Content starts

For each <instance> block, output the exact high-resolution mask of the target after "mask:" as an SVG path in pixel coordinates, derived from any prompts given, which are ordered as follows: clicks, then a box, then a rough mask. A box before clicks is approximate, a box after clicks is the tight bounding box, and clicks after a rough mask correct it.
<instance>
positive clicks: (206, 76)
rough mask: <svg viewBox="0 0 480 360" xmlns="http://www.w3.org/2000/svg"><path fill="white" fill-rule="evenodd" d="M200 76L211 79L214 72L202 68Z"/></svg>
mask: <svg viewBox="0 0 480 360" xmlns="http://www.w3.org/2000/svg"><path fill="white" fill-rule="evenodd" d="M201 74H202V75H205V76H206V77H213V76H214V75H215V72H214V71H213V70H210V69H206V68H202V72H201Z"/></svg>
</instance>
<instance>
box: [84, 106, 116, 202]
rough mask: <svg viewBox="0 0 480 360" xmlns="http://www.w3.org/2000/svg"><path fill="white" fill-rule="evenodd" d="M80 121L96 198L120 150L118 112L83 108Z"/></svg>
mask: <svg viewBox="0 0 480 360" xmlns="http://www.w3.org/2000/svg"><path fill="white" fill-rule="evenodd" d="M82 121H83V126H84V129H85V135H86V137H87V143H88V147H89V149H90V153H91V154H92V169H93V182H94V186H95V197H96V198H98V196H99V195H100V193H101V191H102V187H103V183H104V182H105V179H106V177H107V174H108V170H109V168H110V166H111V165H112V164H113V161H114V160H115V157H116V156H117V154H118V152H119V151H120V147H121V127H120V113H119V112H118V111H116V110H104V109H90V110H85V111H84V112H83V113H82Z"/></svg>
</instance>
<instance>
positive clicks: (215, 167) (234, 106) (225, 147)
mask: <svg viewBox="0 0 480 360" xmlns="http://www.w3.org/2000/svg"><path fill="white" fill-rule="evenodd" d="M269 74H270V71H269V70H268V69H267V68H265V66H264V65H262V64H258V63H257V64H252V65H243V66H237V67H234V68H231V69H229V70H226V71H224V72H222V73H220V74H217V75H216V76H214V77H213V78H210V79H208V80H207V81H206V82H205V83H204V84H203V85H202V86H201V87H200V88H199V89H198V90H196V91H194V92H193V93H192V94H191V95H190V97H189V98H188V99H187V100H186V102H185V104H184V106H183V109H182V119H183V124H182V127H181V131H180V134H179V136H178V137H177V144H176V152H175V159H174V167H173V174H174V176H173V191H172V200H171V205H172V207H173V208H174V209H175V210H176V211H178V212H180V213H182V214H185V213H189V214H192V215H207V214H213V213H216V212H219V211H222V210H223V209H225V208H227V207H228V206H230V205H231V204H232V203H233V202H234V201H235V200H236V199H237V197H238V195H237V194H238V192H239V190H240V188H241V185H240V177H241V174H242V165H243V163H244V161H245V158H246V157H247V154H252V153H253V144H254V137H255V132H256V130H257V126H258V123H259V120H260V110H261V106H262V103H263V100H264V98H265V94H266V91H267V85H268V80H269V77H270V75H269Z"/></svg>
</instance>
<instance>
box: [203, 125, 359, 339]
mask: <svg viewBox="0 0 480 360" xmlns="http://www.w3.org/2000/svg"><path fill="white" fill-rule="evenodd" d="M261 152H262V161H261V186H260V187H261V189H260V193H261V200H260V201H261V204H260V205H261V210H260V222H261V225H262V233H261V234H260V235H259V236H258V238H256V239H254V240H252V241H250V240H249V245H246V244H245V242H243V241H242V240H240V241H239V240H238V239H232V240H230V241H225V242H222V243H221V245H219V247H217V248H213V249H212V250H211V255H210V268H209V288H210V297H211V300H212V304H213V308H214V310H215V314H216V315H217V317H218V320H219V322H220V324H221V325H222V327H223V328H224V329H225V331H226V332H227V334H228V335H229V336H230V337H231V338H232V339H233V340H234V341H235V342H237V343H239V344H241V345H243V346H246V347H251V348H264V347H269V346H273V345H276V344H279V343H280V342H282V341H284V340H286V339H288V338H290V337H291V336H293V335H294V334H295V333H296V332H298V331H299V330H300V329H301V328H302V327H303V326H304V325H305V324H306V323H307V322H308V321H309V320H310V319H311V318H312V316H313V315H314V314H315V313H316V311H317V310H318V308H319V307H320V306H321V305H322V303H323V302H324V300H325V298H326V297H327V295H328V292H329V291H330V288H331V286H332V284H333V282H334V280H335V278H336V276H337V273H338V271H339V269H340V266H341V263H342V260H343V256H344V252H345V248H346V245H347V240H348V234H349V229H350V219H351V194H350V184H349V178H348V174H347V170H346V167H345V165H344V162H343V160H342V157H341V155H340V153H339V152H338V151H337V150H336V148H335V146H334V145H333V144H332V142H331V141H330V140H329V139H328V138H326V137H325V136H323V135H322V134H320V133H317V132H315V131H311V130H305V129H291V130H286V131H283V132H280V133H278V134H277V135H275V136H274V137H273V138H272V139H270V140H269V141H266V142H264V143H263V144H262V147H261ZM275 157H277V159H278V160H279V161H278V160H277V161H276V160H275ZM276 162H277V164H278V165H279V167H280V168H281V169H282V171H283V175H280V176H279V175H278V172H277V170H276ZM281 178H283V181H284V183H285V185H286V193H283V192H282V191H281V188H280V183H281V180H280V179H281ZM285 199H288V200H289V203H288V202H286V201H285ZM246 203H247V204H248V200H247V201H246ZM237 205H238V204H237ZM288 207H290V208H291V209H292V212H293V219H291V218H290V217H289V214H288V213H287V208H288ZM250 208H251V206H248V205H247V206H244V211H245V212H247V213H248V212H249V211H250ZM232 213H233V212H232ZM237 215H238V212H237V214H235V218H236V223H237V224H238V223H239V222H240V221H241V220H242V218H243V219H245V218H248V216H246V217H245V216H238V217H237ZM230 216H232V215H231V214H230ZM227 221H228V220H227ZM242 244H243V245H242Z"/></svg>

Content ends

All of the material is to be duplicated exactly.

For each <instance> block, output the exact high-resolution mask of the target after "mask:" as an SVG path in pixel coordinates, derived from any prompts given, which are ordered as follows: clicks, then a box, then a rough mask. A box before clicks is approximate, a box after clicks is the tight bounding box, and clicks after a rough mask correct it.
<instance>
positive clicks: (206, 76)
rough mask: <svg viewBox="0 0 480 360" xmlns="http://www.w3.org/2000/svg"><path fill="white" fill-rule="evenodd" d="M200 76L211 79L214 72L202 68Z"/></svg>
mask: <svg viewBox="0 0 480 360" xmlns="http://www.w3.org/2000/svg"><path fill="white" fill-rule="evenodd" d="M201 74H202V75H205V76H206V77H213V76H214V75H215V72H214V71H213V70H210V69H206V68H202V72H201Z"/></svg>
</instance>
<instance>
box: [84, 106, 116, 202]
rough mask: <svg viewBox="0 0 480 360" xmlns="http://www.w3.org/2000/svg"><path fill="white" fill-rule="evenodd" d="M80 121L96 198L120 150L118 112L83 108Z"/></svg>
mask: <svg viewBox="0 0 480 360" xmlns="http://www.w3.org/2000/svg"><path fill="white" fill-rule="evenodd" d="M82 121H83V126H84V129H85V135H86V137H87V143H88V147H89V149H90V153H91V154H92V169H93V182H94V186H95V197H96V198H98V196H99V195H100V193H101V191H102V187H103V183H104V182H105V179H106V177H107V174H108V170H109V168H110V166H111V165H112V164H113V161H114V160H115V157H116V156H117V154H118V152H119V151H120V147H121V127H120V113H119V112H118V111H116V110H104V109H90V110H85V111H84V112H83V113H82Z"/></svg>
</instance>
<instance>
positive clicks: (215, 167) (234, 106) (225, 147)
mask: <svg viewBox="0 0 480 360" xmlns="http://www.w3.org/2000/svg"><path fill="white" fill-rule="evenodd" d="M269 74H270V71H269V70H268V69H267V68H265V66H264V65H262V64H258V63H257V64H252V65H243V66H237V67H234V68H231V69H229V70H226V71H224V72H222V73H220V74H217V75H216V76H214V77H213V78H210V79H208V80H207V81H206V82H205V83H204V84H203V85H202V86H201V87H200V88H199V89H198V90H196V91H194V92H193V93H192V94H191V95H190V97H189V98H188V99H187V100H186V102H185V104H184V106H183V109H182V119H183V124H182V127H181V131H180V134H179V136H178V137H177V144H176V152H175V159H174V167H173V174H174V176H173V191H172V200H171V205H172V207H173V208H174V209H175V210H176V211H178V212H180V213H182V214H185V213H189V214H192V215H207V214H213V213H216V212H219V211H222V210H223V209H225V208H227V207H228V206H230V205H231V204H232V203H233V202H234V201H235V200H236V199H237V197H238V195H237V194H238V192H239V190H240V188H241V185H240V177H241V174H242V165H243V163H244V161H245V158H246V157H247V154H252V153H253V144H254V137H255V132H256V130H257V126H258V123H259V120H260V110H261V106H262V103H263V100H264V98H265V94H266V91H267V85H268V80H269V77H270V75H269Z"/></svg>
</instance>
<instance>
box: [203, 125, 359, 339]
mask: <svg viewBox="0 0 480 360" xmlns="http://www.w3.org/2000/svg"><path fill="white" fill-rule="evenodd" d="M261 152H262V161H261V186H260V187H261V189H260V193H261V200H260V201H261V204H260V205H261V210H260V222H261V225H262V233H261V234H260V235H259V236H258V238H256V239H254V240H252V241H250V240H249V245H246V244H245V242H243V241H242V240H240V241H239V240H238V239H232V240H230V241H225V242H222V243H221V245H219V247H217V248H213V249H212V250H211V255H210V268H209V288H210V297H211V300H212V304H213V308H214V310H215V314H216V315H217V317H218V320H219V322H220V324H221V325H222V327H223V328H224V329H225V331H226V332H227V334H228V335H229V336H230V337H231V338H232V339H233V340H234V341H235V342H237V343H239V344H241V345H243V346H246V347H251V348H264V347H269V346H273V345H276V344H279V343H280V342H282V341H284V340H286V339H288V338H290V337H291V336H293V335H294V334H295V333H296V332H298V331H299V330H300V329H301V328H302V327H303V326H304V325H305V324H306V323H307V322H308V321H309V320H310V319H311V318H312V316H313V315H314V314H315V313H316V311H317V310H318V308H319V307H320V306H321V305H322V303H323V302H324V300H325V298H326V297H327V295H328V292H329V291H330V288H331V286H332V284H333V282H334V280H335V278H336V276H337V273H338V271H339V269H340V266H341V263H342V260H343V256H344V252H345V248H346V245H347V240H348V234H349V229H350V219H351V194H350V184H349V178H348V174H347V170H346V167H345V165H344V162H343V160H342V157H341V155H340V153H339V152H338V151H337V150H336V148H335V146H334V145H333V144H332V142H331V141H330V140H329V139H328V138H326V137H325V136H323V135H322V134H320V133H317V132H315V131H311V130H305V129H291V130H286V131H283V132H280V133H278V134H277V135H275V136H274V137H273V138H272V139H270V140H269V141H266V142H264V143H263V144H262V147H261ZM275 157H277V159H278V160H279V161H278V160H277V161H276V160H275ZM276 162H277V164H278V165H279V167H280V168H281V169H282V171H283V175H280V176H279V175H278V172H277V170H276ZM281 178H283V181H284V183H285V185H286V193H283V192H282V191H281V188H280V183H281V180H280V179H281ZM285 199H288V200H289V203H288V202H286V201H285ZM246 203H247V204H248V200H247V201H246ZM237 205H238V204H237ZM288 207H290V208H291V209H292V212H293V219H291V218H290V217H289V214H288V213H287V208H288ZM250 208H251V206H248V205H247V206H244V211H245V212H247V213H248V212H249V211H250ZM232 213H233V212H232ZM237 215H238V212H237V214H235V218H236V223H237V224H238V223H239V222H240V221H241V220H242V218H243V219H245V218H248V216H246V217H245V216H238V217H237ZM230 216H232V215H231V214H230ZM227 221H228V220H227ZM242 244H243V245H242Z"/></svg>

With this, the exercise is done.